Bloc de texte:
************
A côté de moi, mon collègue Benoît Hopquin n’a aucun souci à
discuter avec cette «France profonde». Il m’avouera plus tard
que, lorsque nous nous sommes accrédités, une employée de
l’organisation l’a appelé pour savoir si j’étais bien son...
chauffeur. (...) Je pensais que ma «qualité» de journaliste au
Monde allait enfin me préserver de mes principaux «défauts»:
être un Arabe, avoir la peau trop basanée, être un musulman. Je
croyais que ma carte de presse allait me protéger des «crochets»
balancés par des gens obsédés par les origines et les
apparences. Mais quels que soient le sujet, l’endroit, la
population, les préjugés sont poisseux. J’en parle souvent à mes
collègues: ils peinent à me croire lorsque je leur décris cet
«apartheid mental», lorsque je leur détaille les petites
humiliations éprouvées quand je suis en reportage, ou dans la
vie ordinaire. A quoi bon me présenter comme journaliste au
Monde, on ne me croit pas. Certains n’hésitent pas à appeler le
siège pour signaler qu’«un Mustapha se fait passer pour un
journaliste du Monde!» (4)
«J’ai
effacé mon prénom...»
************
Enregistrements fournis:
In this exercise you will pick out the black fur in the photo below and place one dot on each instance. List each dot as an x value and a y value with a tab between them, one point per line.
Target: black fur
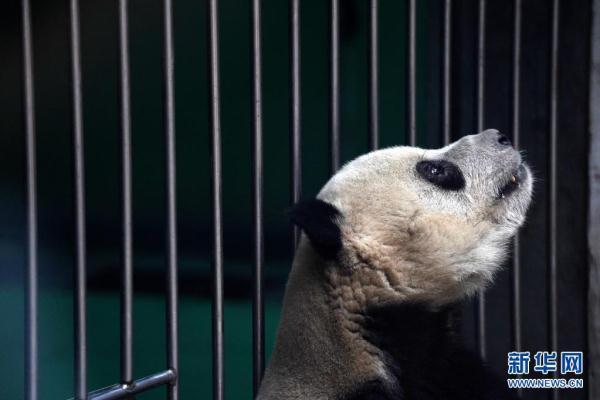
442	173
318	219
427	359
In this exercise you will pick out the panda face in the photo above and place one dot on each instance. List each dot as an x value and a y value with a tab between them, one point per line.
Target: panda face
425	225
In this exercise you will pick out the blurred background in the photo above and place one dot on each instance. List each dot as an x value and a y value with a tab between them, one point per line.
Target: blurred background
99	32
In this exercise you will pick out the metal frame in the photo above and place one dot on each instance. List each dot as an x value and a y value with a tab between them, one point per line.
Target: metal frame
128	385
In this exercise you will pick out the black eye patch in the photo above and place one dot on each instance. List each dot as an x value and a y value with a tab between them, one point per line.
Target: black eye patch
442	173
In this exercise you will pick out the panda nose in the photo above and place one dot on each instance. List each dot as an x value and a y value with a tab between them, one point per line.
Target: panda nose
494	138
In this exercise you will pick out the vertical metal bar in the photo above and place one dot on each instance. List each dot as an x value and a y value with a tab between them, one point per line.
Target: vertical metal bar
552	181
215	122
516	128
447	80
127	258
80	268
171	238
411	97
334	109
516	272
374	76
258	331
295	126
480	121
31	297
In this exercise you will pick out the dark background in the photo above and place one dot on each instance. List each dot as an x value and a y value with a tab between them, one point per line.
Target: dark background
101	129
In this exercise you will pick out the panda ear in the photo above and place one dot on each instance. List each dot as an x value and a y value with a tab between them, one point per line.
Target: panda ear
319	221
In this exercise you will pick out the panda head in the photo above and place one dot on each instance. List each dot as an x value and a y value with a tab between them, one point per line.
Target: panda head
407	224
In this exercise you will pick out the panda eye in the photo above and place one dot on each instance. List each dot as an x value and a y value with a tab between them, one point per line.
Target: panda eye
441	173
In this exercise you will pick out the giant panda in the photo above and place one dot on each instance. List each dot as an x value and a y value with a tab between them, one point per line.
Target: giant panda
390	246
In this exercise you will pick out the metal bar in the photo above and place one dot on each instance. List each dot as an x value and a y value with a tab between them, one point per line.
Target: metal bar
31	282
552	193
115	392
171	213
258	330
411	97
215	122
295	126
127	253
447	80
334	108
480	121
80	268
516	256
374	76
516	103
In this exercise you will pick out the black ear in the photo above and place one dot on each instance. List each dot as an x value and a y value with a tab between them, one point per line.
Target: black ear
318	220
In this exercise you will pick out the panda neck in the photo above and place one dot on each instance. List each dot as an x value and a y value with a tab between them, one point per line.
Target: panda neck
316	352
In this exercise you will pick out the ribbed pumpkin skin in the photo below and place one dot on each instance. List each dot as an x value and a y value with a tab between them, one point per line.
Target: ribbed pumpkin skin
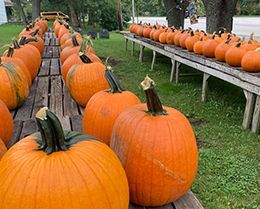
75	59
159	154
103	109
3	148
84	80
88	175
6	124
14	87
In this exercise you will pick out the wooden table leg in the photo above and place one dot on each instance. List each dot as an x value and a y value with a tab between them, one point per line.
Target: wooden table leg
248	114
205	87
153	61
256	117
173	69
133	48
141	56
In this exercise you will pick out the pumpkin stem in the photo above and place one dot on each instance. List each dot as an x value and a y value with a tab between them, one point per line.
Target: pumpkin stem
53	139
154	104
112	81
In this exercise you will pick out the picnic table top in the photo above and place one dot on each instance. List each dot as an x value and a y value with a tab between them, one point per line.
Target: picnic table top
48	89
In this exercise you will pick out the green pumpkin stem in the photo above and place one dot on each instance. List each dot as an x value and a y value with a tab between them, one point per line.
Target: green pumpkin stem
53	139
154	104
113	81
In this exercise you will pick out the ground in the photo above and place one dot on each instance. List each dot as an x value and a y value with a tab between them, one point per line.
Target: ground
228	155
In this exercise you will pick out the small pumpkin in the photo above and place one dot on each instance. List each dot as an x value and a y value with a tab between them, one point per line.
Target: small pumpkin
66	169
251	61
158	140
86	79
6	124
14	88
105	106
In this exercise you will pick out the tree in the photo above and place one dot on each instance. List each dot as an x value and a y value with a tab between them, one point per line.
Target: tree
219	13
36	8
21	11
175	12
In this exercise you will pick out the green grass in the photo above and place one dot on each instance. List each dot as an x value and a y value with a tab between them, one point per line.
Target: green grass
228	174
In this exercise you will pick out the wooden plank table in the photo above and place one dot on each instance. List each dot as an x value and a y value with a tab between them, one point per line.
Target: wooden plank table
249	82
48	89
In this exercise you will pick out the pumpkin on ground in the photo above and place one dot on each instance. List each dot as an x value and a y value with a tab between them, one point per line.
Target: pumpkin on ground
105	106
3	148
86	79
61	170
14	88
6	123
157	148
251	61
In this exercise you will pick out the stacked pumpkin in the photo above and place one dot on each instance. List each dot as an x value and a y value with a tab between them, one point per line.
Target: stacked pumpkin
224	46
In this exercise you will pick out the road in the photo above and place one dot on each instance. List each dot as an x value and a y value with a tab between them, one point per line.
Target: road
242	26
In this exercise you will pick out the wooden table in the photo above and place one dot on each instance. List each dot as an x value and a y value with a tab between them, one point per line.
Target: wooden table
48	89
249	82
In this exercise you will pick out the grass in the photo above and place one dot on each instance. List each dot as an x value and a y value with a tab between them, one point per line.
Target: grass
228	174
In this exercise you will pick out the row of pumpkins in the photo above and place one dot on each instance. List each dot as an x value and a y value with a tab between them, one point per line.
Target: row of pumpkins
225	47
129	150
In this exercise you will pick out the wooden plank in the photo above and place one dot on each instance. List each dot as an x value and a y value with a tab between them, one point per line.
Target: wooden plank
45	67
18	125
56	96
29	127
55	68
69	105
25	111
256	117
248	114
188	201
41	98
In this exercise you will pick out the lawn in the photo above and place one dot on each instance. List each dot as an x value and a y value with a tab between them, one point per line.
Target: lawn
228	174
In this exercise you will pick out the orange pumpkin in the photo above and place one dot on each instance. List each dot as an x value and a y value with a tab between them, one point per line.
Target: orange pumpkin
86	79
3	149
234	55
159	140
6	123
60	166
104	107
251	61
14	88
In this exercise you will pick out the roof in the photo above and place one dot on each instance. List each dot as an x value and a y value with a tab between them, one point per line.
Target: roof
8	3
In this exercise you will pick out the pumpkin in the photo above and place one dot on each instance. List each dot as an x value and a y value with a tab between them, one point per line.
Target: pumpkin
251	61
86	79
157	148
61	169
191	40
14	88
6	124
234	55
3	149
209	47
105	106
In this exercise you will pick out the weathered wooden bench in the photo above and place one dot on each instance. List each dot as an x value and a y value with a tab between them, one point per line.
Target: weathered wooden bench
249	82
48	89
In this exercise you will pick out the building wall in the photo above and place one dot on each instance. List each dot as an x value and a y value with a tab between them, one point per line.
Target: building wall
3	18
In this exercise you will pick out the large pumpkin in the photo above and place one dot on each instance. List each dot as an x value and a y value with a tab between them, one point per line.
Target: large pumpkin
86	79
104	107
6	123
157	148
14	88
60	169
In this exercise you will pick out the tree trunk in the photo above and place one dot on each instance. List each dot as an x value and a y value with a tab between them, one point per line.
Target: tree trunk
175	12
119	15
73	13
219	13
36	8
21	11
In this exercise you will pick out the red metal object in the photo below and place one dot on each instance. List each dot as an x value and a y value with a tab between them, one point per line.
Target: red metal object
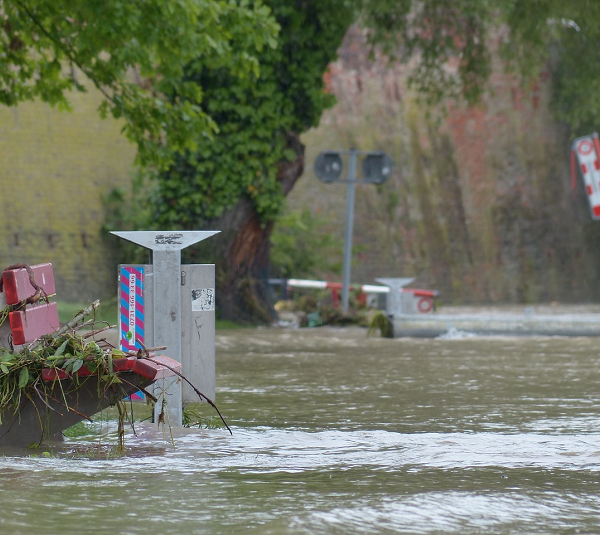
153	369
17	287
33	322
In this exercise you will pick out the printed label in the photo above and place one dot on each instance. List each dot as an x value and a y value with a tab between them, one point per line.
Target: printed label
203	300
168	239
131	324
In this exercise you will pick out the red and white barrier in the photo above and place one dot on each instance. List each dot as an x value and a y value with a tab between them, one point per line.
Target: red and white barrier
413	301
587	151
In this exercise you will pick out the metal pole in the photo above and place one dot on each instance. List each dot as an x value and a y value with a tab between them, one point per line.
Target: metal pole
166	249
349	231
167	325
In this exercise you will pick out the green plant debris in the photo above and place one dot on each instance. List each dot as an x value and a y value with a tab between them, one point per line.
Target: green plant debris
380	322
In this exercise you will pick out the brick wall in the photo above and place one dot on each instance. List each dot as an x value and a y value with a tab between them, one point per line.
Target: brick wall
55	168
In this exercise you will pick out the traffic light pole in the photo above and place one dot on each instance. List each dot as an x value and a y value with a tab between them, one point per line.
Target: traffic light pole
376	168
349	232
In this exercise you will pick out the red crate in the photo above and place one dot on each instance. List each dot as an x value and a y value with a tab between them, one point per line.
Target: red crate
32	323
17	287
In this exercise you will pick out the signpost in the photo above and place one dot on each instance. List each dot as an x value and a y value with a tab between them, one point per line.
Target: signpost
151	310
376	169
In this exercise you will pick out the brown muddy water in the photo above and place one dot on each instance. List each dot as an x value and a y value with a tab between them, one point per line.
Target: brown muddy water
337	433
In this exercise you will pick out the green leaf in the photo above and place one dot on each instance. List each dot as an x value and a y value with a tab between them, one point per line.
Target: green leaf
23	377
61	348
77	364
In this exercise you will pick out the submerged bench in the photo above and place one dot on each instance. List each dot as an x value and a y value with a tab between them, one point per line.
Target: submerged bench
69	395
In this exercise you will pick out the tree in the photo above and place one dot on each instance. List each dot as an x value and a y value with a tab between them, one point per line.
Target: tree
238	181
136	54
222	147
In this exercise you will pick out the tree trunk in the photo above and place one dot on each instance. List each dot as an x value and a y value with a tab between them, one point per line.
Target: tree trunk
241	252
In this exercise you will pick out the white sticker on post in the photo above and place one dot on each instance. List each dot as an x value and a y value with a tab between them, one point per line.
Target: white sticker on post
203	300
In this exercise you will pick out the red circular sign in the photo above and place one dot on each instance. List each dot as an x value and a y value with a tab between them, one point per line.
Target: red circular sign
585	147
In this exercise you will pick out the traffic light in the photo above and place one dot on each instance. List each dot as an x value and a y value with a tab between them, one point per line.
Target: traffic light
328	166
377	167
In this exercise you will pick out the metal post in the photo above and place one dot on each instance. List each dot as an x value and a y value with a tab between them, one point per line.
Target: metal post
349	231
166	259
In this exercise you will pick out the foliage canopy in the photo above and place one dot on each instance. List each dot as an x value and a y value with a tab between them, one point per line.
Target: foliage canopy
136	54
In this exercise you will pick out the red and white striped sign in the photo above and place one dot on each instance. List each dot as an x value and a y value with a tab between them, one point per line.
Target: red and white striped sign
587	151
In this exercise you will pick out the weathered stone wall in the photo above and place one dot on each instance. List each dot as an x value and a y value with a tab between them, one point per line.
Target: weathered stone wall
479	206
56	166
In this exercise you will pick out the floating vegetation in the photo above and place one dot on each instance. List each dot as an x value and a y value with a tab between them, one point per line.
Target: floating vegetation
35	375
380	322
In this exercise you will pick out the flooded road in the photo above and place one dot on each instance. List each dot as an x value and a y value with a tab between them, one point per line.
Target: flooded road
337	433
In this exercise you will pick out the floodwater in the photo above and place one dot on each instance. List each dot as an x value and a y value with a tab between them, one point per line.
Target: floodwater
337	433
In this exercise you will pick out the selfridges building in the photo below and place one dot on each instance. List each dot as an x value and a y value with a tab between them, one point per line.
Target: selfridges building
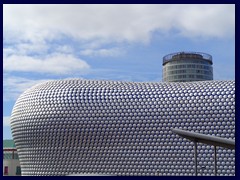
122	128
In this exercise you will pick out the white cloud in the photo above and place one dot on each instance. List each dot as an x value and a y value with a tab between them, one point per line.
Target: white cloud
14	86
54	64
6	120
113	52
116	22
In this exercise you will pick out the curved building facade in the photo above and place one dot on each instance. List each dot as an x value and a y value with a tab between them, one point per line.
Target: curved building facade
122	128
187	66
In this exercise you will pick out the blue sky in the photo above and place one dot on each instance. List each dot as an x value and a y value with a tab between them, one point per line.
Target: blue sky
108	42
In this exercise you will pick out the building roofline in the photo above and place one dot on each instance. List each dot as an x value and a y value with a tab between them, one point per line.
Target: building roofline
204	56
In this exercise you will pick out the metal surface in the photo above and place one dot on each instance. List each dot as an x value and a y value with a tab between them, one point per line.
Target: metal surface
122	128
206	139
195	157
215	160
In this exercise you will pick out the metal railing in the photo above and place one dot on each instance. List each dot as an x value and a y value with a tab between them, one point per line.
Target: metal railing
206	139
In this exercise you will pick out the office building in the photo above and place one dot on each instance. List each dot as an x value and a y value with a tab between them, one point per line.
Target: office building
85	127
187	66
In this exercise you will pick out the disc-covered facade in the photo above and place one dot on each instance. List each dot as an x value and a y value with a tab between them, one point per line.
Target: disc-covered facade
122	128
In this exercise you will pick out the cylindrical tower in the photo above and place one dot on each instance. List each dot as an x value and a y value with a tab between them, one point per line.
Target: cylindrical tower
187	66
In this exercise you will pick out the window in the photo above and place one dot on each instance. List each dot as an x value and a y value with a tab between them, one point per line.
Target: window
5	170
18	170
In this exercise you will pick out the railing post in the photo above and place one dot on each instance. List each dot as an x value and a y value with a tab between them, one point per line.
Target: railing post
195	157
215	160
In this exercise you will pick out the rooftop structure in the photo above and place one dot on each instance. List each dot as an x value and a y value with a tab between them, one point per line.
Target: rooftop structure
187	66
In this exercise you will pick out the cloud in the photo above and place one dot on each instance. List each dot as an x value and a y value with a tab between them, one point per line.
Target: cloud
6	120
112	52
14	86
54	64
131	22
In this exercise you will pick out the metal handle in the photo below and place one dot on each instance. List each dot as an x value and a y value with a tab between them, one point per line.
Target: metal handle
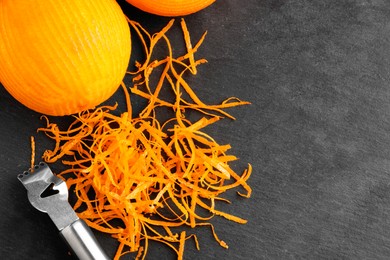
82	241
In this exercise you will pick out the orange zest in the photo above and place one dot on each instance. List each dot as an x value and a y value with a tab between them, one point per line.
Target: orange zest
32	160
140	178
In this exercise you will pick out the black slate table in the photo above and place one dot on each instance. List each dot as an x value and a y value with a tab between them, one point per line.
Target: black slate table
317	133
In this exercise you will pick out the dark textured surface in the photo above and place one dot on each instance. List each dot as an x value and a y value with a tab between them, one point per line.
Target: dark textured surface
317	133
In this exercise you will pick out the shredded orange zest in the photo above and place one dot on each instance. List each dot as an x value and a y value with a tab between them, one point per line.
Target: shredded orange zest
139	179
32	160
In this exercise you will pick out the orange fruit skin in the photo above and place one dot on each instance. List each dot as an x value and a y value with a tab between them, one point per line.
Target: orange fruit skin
************
Objectif énoncé 1:
Répondez à ces questions sur l'extrait consacré aux préjugés :
(a) Selon l'extrait, pour qui une employée de l'organisation a-t-elle pris la personne qui écrit ?
(b) Quels sont les trois « défauts » que la personne qui écrit pensait voir effacés par sa qualité de journaliste au Monde ?
(c) Quelle expression entre guillemets désigne ce que les collègues ont du mal à croire ?
Objectif énoncé 2:
Recopiez mot pour mot le passage de l'extrait sur les préjugés, de « A côté de moi, mon » jusqu'à « j’étais bien son... ».

Réponse complète 1:
(a) Pour le chauffeur de son collègue Benoît Hopquin.
(b) Être un Arabe, avoir la peau trop basanée et être un musulman.
(c) « apartheid mental »

Réponse complète 2:
A côté de moi, mon collègue Benoît Hopquin n’a aucun souci à
discuter avec cette «France profonde». Il m’avouera plus tard
que, lorsque nous nous sommes accrédités, une employée de
l’organisation l’a appelé pour savoir si j’étais bien son...